Dataset records
********

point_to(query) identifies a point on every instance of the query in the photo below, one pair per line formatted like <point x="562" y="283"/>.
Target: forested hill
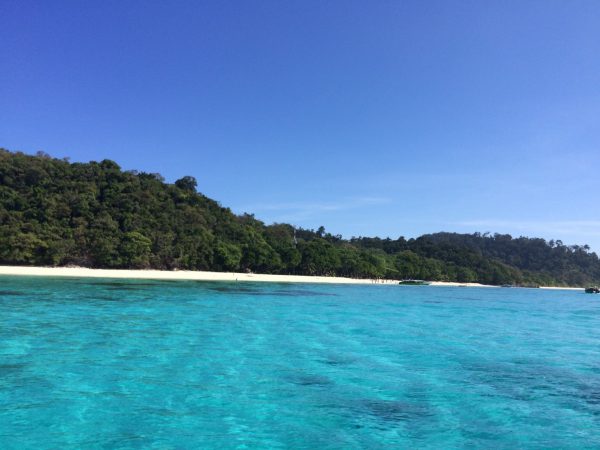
<point x="56" y="213"/>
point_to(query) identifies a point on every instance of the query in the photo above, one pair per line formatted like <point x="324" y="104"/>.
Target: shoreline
<point x="84" y="272"/>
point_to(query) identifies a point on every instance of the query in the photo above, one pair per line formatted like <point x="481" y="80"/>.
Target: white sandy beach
<point x="210" y="276"/>
<point x="179" y="275"/>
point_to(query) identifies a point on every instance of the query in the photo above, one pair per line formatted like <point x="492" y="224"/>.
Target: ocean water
<point x="101" y="363"/>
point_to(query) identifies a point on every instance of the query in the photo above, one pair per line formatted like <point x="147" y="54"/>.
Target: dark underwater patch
<point x="10" y="293"/>
<point x="395" y="411"/>
<point x="311" y="380"/>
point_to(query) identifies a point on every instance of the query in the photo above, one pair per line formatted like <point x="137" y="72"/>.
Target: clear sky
<point x="370" y="118"/>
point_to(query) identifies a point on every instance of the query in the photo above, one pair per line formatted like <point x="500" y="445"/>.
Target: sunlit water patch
<point x="104" y="363"/>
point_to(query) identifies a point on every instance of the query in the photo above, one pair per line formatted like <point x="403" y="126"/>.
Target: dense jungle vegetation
<point x="55" y="213"/>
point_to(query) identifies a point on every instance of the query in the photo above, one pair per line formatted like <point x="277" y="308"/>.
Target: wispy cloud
<point x="584" y="228"/>
<point x="299" y="211"/>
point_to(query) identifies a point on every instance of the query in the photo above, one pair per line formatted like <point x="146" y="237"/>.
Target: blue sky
<point x="370" y="118"/>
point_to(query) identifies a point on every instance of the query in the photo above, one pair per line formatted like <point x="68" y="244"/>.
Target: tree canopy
<point x="94" y="214"/>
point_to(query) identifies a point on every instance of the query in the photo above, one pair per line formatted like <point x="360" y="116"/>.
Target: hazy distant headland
<point x="56" y="213"/>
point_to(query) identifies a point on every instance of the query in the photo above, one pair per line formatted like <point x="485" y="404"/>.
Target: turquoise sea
<point x="101" y="363"/>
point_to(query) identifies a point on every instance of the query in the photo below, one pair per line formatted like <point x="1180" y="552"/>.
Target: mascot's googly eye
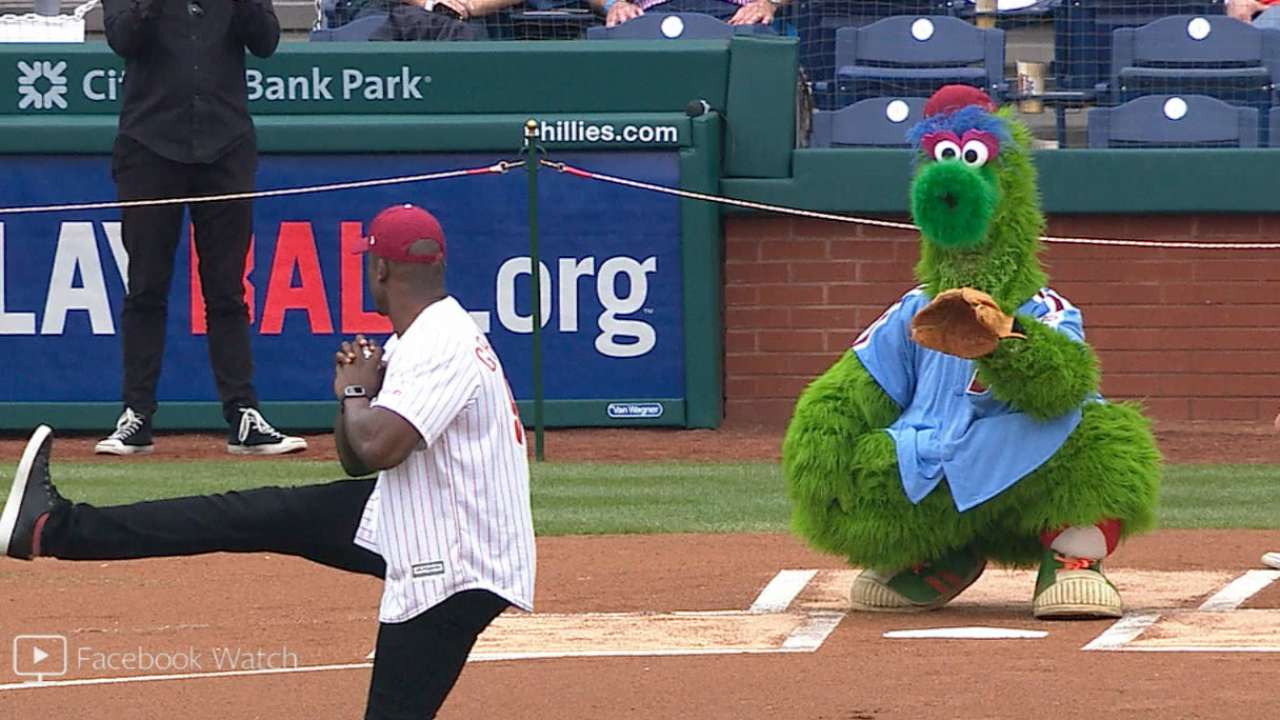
<point x="974" y="154"/>
<point x="946" y="150"/>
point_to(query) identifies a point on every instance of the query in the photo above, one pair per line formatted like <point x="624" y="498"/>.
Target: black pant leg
<point x="223" y="233"/>
<point x="417" y="662"/>
<point x="314" y="522"/>
<point x="150" y="238"/>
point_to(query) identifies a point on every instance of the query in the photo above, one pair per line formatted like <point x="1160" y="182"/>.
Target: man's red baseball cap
<point x="951" y="98"/>
<point x="394" y="231"/>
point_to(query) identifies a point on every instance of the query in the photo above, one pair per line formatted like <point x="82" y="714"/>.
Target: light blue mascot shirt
<point x="951" y="427"/>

********

All the lines above are to be given again exactly as they read, with the pictures removed.

The result —
point_to(query) identifies a point on every instance of the query in the photo below, one pair per line formatted like <point x="562" y="283"/>.
Target: forested hill
<point x="56" y="213"/>
point_to(query) identifies a point on every instance of the query in the photo above, one pair per line formatted like <point x="324" y="104"/>.
Target: shoreline
<point x="84" y="272"/>
point_to(query) identifies a point on every instance of the query in the photo above, one pair per line formatted like <point x="481" y="80"/>.
Target: white sandy beach
<point x="210" y="276"/>
<point x="179" y="275"/>
point_to(query) identifies a point on every instance of the query in the photo above, one pair per line formatted like <point x="492" y="224"/>.
Target: ocean water
<point x="101" y="363"/>
point_to(query) identifies a point on every instance of the query in the photo above, one pair per line formatted like <point x="147" y="54"/>.
Target: dark underwater patch
<point x="10" y="293"/>
<point x="395" y="411"/>
<point x="311" y="380"/>
point_to(query) identifies a point on every instance of the query in the photo above, one pair per line formatted like <point x="137" y="72"/>.
Target: clear sky
<point x="370" y="118"/>
point_to(query) identifies a point on every instance of the query in the photo above, one pair per line formatted like <point x="500" y="445"/>.
Target: sunlit water patch
<point x="104" y="363"/>
point_to(query) identifies a point on every instance of the query in the photo above, one pair per line formatted like <point x="403" y="126"/>.
Target: dense jungle vegetation
<point x="55" y="213"/>
point_to(query) identifies a point on every instance of the query in the photo above, one pair per line formatted like <point x="277" y="308"/>.
Target: wispy cloud
<point x="584" y="228"/>
<point x="299" y="211"/>
point_to(query) identifies a point on every instance of the query in the photo above, one pair per line formatted like <point x="146" y="237"/>.
Target: blue sky
<point x="370" y="118"/>
point_to(query) identifies a point on every instance of the query in the photo above, one pair per line formatted like <point x="68" y="244"/>.
Target: tree canopy
<point x="94" y="214"/>
point_to(query) identifies a point on every instance of the query in the photo above, one pair per line formatted like <point x="360" y="116"/>.
Target: hazy distant headland
<point x="56" y="213"/>
point_to(query) identifies a point on every instance of the query in the photo above, one pair per line formatted like <point x="485" y="404"/>.
Target: turquoise sea
<point x="101" y="363"/>
point_to(query) identifies a point on every instance of the query in the photo below, one pair per line formatted like <point x="1180" y="552"/>.
Target: mascot's googly eye
<point x="974" y="154"/>
<point x="946" y="150"/>
point_to(query) identifies a point on every instance of the query in the photo above, one pair per line formatted like <point x="624" y="498"/>.
Target: black pant leg
<point x="223" y="233"/>
<point x="417" y="662"/>
<point x="314" y="522"/>
<point x="150" y="238"/>
point_to(query) identifies a point on every instance of the query in the photo above, one pair per line formatted like <point x="1160" y="182"/>.
Target: man's red baseball cap
<point x="951" y="98"/>
<point x="394" y="231"/>
point_to(query) identifies a point on every instance of the query in the photo above, one pair per line formatted like <point x="82" y="714"/>.
Target: light blue mascot shirt
<point x="951" y="427"/>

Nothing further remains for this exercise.